* Passage *
Taking a Lump Sum vs. Annuity from a Pension: Which One is Better?
You can choose to receive your pension as a single lump sum or as regular annuity payments over time. A lump sum gives you capital to make large purchases or invest, but your money can run out. An annuity gives you a steady stream of income for the rest of your life, but provides less flexibility.
So which should you choose? It’s a critical decision, and it’s irrevocable, so consider wisely. This Could be the most important decision you make for your retirement plan.
The best choice for you depends on your circumstances. If you want flexibility and have plans to grow a large amount of cash, consider the lump sum. But if you prefer having more financial certainty in your later years, the annuity may be the best route.
In this article, we explain both options, how they work, and the benefits and drawbacks of each.
Note: In this article, we do not discuss lottery annuities; we’re focused exclusively on payout options for your pension. Check out our article lump sum vs. annuity lottery payouts for more about lottery annuity rules and payment options.
Pros and Cons of Taking a Lump Sum from a Pension
One option for your pension payout is to receive your entire pension as a single lump sum payment. The lump sum option means that your pension administrator would send you a one-time check. You get to decide what to do with that cash: save it, spend it, invest it, buy an annuity contract — the choice is yours.
Advantages of the lump sum payout include:
- Flexibility. You can choose how to use your pension benefit. This can be especially useful if you have surprise expenses or need to pay off debt.
- Investments. Some retirees invest their pensions in stocks, mutual funds, or other investment options. Investment returns can provide regular retirement income (but you could lose money investing too).
- Beneficiaries. You can name a beneficiary to receive your money after you're gone. This lets you more flexibly engage in legacy planning.
But there are some disadvantages too. The cons of the lump sum option include:
- Management. Lump sum distribution payouts from pensions are often the largest single check a person gets in their life. If you’re not sure how to manage it, you could end up wasting it, or having its value erode from inflation.
- Uncertainty. Will your money last? What happens if you spend your entire nest egg before you die? With the lump sum option, that’s a real possibility.

* Problems *
[A] In the pension article, what does choosing the lump sum option mean your pension administrator would send you?
[B] Rewrite the part of the pension article that begins with the words "Pros and Cons" and stops after "money investing too).", putting "plan administrator" in place of "pension administrator".

* Data extract *
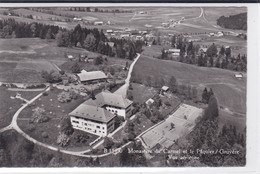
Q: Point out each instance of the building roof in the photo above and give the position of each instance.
(149, 101)
(174, 50)
(165, 88)
(92, 113)
(111, 44)
(70, 57)
(92, 75)
(238, 75)
(203, 50)
(107, 98)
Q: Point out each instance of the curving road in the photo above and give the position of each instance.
(15, 126)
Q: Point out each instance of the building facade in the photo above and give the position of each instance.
(96, 115)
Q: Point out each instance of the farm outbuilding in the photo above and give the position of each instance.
(164, 89)
(92, 76)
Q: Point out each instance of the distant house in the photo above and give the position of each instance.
(96, 115)
(164, 89)
(148, 26)
(98, 23)
(174, 52)
(125, 35)
(203, 50)
(70, 57)
(92, 76)
(109, 31)
(77, 19)
(219, 34)
(165, 24)
(239, 76)
(142, 12)
(211, 34)
(111, 44)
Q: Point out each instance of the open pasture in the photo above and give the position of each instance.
(180, 123)
(223, 81)
(23, 59)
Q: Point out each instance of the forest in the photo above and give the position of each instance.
(213, 57)
(236, 22)
(90, 39)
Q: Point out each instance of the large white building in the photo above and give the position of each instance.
(97, 115)
(92, 76)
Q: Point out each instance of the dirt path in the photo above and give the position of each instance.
(123, 89)
(26, 90)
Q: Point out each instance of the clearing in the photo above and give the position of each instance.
(180, 123)
(223, 82)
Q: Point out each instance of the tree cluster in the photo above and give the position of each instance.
(95, 41)
(133, 159)
(213, 57)
(237, 22)
(9, 28)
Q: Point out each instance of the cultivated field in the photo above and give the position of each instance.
(55, 111)
(180, 123)
(142, 93)
(223, 82)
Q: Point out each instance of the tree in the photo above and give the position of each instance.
(205, 96)
(63, 139)
(65, 126)
(108, 143)
(48, 34)
(228, 52)
(75, 68)
(173, 41)
(222, 51)
(211, 61)
(90, 42)
(173, 84)
(149, 81)
(63, 39)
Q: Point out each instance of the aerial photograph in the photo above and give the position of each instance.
(117, 86)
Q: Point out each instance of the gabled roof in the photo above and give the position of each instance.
(92, 75)
(174, 50)
(92, 113)
(107, 98)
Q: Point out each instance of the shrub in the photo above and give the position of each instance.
(45, 94)
(39, 116)
(63, 139)
(64, 97)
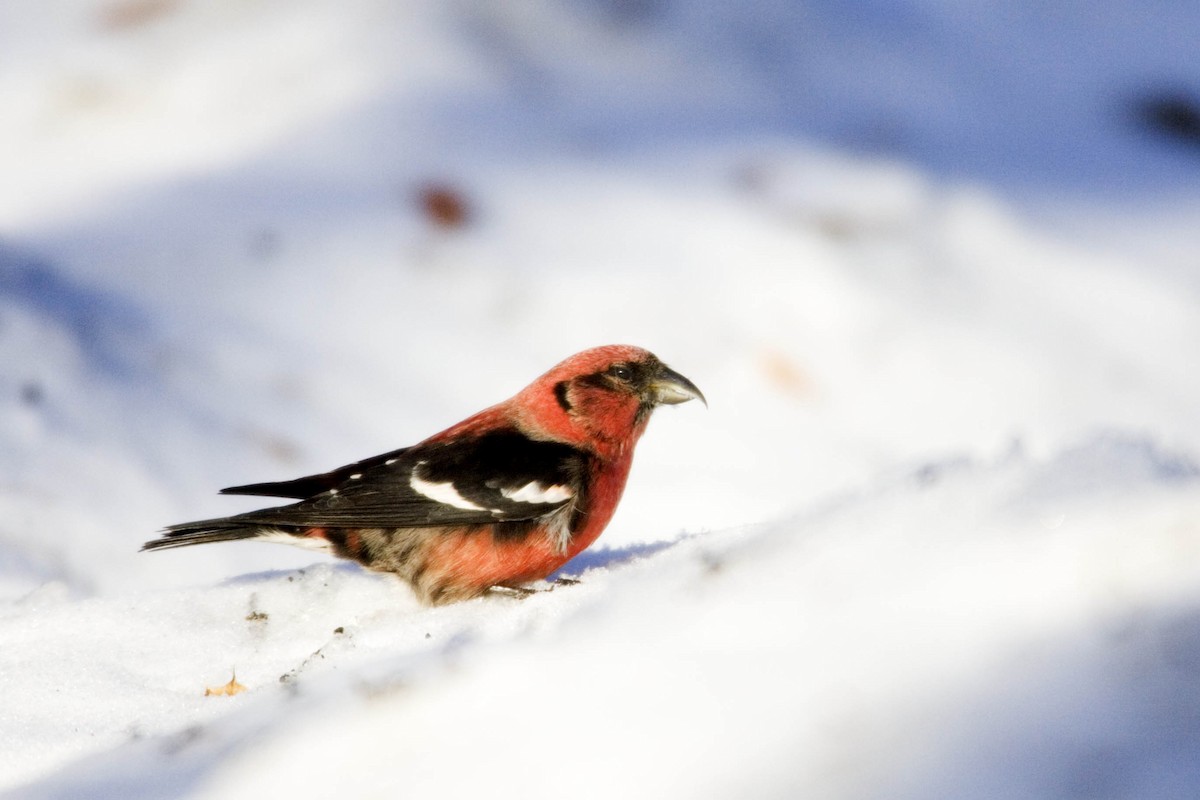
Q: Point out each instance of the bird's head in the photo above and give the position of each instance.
(603, 397)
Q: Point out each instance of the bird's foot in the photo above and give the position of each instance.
(522, 591)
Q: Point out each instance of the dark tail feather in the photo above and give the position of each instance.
(201, 533)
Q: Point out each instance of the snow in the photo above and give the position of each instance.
(937, 534)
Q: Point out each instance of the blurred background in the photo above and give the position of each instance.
(246, 240)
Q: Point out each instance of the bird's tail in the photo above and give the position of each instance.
(225, 529)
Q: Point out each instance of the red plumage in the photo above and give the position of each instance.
(503, 498)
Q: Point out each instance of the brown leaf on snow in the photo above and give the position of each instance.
(228, 690)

* Completed exercise *
[A] A one-time check.

[B]
Pros and Cons of Taking a Lump Sum from a Pension
One option for your pension payout is to receive your entire pension as a single lump sum payment. The lump sum option means that your plan administrator would send you a one-time check. You get to decide what to do with that cash: save it, spend it, invest it, buy an annuity contract — the choice is yours.
Advantages of the lump sum payout include:
- Flexibility. You can choose how to use your pension benefit. This can be especially useful if you have surprise expenses or need to pay off debt.
- Investments. Some retirees invest their pensions in stocks, mutual funds, or other investment options. Investment returns can provide regular retirement income (but you could lose money investing too).